⟨

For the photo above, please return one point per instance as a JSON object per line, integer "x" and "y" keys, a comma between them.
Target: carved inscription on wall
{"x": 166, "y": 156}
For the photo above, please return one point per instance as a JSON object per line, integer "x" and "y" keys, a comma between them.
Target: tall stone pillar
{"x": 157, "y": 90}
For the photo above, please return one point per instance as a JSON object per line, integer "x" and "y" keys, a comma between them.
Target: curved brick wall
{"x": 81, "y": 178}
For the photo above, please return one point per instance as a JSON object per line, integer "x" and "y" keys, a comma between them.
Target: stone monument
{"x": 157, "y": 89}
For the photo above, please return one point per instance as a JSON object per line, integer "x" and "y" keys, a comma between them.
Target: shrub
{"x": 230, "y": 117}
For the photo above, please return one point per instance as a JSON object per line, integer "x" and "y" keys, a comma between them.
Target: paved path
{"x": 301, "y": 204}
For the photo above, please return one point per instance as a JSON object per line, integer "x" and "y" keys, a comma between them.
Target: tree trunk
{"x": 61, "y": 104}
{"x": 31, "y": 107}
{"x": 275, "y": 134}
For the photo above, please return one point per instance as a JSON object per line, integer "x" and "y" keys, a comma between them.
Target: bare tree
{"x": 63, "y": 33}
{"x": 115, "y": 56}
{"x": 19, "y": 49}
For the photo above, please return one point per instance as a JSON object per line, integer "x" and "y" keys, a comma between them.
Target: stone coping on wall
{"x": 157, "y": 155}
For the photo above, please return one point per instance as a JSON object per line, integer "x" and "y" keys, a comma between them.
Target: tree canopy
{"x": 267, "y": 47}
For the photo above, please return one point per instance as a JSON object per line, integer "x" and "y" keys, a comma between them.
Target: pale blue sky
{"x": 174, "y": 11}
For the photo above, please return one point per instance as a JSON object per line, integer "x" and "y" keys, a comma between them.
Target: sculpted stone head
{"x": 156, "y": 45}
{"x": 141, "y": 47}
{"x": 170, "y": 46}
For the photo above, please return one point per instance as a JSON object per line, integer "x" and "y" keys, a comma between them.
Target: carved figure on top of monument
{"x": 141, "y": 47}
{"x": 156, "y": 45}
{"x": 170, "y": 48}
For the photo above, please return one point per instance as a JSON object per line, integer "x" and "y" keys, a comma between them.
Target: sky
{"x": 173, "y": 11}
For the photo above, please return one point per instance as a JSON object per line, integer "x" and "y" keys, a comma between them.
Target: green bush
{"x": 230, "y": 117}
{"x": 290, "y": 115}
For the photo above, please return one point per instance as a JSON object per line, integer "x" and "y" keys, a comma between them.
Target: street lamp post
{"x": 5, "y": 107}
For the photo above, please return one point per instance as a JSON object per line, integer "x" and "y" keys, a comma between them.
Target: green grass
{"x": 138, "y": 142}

⟩
⟨

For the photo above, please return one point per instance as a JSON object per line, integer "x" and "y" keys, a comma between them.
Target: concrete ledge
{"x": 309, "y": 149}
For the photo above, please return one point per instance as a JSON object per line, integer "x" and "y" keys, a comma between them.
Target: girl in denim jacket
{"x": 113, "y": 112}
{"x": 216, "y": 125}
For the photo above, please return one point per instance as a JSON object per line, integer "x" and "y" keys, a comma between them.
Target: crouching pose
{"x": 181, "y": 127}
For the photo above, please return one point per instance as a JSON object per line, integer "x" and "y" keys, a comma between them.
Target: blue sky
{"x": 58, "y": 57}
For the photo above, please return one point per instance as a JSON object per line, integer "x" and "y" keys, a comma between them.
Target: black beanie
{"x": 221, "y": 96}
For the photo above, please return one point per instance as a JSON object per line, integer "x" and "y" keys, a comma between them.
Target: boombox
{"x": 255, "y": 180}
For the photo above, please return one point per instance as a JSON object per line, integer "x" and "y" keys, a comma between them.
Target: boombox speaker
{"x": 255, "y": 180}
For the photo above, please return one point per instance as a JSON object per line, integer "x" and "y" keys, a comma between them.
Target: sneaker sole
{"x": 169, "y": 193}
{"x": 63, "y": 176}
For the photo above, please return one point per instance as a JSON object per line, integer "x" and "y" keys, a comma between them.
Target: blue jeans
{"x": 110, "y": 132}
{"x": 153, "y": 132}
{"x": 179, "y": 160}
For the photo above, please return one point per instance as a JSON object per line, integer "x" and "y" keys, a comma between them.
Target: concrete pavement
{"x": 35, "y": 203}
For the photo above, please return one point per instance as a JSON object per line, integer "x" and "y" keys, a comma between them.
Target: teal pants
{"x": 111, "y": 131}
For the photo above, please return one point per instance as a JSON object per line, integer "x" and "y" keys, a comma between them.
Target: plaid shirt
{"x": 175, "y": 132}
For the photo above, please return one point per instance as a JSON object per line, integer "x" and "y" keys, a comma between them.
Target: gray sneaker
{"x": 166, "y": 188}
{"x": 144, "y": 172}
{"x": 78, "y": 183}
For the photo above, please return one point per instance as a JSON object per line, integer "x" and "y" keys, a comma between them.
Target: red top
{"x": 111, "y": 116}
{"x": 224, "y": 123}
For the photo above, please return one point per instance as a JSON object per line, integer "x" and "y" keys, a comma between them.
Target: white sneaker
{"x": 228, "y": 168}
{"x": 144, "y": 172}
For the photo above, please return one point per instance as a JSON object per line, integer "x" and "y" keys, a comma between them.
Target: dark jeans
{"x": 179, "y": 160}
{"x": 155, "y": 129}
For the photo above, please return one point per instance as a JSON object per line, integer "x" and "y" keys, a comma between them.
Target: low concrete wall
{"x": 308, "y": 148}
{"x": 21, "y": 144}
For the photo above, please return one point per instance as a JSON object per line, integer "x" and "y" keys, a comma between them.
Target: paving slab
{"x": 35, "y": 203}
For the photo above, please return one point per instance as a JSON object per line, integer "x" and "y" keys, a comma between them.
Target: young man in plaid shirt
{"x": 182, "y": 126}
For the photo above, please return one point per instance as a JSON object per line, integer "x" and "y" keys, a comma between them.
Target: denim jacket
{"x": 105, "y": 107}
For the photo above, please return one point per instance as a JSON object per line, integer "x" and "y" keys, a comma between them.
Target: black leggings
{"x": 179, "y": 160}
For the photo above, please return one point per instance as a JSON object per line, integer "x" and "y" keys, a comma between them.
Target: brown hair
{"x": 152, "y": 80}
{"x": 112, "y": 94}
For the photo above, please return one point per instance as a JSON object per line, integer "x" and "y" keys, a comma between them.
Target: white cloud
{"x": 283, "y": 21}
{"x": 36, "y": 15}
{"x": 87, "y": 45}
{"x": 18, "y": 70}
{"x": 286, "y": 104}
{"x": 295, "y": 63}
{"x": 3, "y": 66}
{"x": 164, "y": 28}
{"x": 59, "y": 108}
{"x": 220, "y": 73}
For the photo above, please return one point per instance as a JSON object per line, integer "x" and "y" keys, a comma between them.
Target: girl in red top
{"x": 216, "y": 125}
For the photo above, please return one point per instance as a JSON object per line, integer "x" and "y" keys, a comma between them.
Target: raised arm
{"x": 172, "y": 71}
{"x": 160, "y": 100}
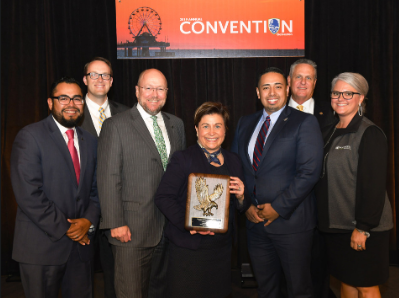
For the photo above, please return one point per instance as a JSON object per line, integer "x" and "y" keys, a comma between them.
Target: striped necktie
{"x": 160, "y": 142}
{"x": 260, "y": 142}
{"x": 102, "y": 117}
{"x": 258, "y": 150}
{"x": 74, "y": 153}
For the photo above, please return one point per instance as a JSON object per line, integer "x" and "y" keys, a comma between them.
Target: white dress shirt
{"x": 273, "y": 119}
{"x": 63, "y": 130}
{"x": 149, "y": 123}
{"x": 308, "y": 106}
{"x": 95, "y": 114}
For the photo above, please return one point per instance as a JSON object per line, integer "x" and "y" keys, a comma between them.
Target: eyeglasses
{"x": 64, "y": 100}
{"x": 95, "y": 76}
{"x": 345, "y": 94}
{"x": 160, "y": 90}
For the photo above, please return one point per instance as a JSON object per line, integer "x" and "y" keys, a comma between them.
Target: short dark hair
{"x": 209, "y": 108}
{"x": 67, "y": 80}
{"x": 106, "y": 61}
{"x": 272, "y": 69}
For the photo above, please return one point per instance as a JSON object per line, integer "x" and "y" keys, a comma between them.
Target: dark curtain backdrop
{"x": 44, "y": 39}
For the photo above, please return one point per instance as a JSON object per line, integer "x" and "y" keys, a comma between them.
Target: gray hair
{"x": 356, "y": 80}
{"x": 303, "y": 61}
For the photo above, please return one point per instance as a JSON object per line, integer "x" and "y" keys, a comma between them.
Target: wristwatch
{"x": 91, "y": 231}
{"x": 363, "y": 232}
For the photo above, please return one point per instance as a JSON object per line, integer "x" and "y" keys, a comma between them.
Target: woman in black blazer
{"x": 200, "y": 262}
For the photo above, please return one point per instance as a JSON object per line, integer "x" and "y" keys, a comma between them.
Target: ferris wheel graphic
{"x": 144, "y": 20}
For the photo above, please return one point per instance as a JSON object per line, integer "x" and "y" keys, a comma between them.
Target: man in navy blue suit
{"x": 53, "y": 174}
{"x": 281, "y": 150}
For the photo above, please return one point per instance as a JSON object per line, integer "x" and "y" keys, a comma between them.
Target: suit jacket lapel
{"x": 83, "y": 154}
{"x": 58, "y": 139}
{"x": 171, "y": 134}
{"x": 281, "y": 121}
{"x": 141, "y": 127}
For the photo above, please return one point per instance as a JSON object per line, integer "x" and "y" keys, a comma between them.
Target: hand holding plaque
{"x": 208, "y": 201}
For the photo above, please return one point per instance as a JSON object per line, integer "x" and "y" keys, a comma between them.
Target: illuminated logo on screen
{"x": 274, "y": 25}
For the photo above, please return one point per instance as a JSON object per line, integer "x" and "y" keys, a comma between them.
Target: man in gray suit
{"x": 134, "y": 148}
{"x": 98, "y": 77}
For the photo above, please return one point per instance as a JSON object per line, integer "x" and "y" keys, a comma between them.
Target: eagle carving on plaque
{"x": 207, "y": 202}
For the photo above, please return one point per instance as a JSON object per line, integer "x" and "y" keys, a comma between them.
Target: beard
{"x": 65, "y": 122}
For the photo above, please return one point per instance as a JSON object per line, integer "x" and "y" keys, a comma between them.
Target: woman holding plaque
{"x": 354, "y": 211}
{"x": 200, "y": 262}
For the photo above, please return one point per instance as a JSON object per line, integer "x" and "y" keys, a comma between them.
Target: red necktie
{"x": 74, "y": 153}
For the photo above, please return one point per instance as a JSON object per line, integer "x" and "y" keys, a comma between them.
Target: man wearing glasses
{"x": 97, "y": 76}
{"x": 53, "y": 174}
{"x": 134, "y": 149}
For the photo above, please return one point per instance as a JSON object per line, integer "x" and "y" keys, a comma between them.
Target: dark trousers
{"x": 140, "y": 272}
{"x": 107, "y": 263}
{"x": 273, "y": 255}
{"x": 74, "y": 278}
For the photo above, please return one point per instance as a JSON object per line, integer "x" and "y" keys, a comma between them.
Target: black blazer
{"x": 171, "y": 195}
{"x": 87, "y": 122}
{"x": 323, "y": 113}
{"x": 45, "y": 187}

⟩

◆ **ЧТО СДЕЛАТЬ**
Найдите в данных все строки, где есть слово «hair», и перепишите их.

◆ **РЕЗУЛЬТАТ**
Target: brown hair
Target: short dark hair
Target: gray hair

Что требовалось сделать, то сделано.